++++ EXCERPTED RECORDS ++++
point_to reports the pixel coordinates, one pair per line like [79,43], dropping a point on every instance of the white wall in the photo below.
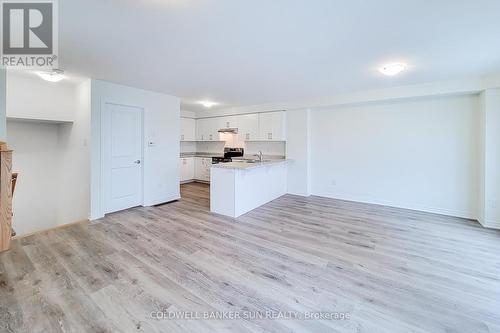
[35,157]
[31,97]
[297,151]
[419,154]
[3,134]
[489,193]
[74,162]
[161,126]
[52,159]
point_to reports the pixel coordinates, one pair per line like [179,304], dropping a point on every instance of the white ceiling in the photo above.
[246,52]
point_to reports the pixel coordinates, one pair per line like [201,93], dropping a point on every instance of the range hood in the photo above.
[229,130]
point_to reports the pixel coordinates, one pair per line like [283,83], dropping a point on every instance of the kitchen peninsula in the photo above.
[241,186]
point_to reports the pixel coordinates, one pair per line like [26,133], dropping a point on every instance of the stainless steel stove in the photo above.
[229,153]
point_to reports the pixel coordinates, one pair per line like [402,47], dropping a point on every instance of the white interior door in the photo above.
[122,156]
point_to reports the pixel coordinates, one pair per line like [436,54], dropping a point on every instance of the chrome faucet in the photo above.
[259,155]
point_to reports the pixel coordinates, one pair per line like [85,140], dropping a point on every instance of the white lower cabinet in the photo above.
[202,168]
[187,168]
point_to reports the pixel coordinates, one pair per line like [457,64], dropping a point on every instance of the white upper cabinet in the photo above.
[267,126]
[207,129]
[272,126]
[248,127]
[188,129]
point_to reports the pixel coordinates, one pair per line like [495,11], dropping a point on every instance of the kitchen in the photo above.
[219,150]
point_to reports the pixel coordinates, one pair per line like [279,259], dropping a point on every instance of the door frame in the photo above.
[103,182]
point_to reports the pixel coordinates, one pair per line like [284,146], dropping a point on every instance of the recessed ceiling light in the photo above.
[54,75]
[393,69]
[208,104]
++++
**PROBLEM TO SOLVE**
Quote every record above exactly, leaving out the pictures.

**ANSWER SECTION**
point_to reports the pixel coordinates, one pair per line like [79,43], dropping a point on every instance of the white wall in the photo below.
[35,157]
[31,97]
[297,151]
[419,154]
[3,134]
[489,193]
[74,162]
[161,126]
[52,159]
point_to reports the pixel coordinates, one pair per line like [179,304], dropping a point on every instance of the white ceiling in the photo above.
[246,52]
point_to reports the pixel coordinates, one pair per line like [201,93], dropping a point on every instance of the range hood in the photo above.
[229,130]
point_to reports the pixel coordinates, one pair per line like [283,83], dropping a point on every instance of the kitchen peninsula in the photo above.
[241,186]
point_to reports the pixel coordinates, one pair per line like [26,133], dropping a point on every instance of the stainless steel stove in the photo above.
[229,153]
point_to reports the pixel coordinates, one pair per line like [402,47], dropping a point on every instance of the white interior door in the photo above.
[122,156]
point_to reports the pixel coordinates, one pair per line like [436,54], dropping a point on every instance of the chrome faucet in the photo above.
[259,155]
point_to reports the pixel coordinates, one pair per line like [85,140], dropping a point on every instance of the white lower cabinet in the photo above.
[202,168]
[187,168]
point_to reports the pixel coordinates, one pair per line like [457,64], dropping a point on every instance of the white upper cabinet in the photo above.
[267,126]
[207,129]
[272,126]
[248,127]
[188,129]
point_to reports the pixel coordinates, one pair per line like [495,11], dropping a point on every instance of the kitchen in the photo above.
[219,150]
point_to reports the pixel coordinates, one pair per line like [279,259], dropping a point on every instance of the door frame in the photo above.
[103,182]
point_to reports the pixel coordinates, one pair per line like [284,146], dropping a point on every instance of the recessed ceiling light in the photo above.
[54,75]
[393,69]
[208,104]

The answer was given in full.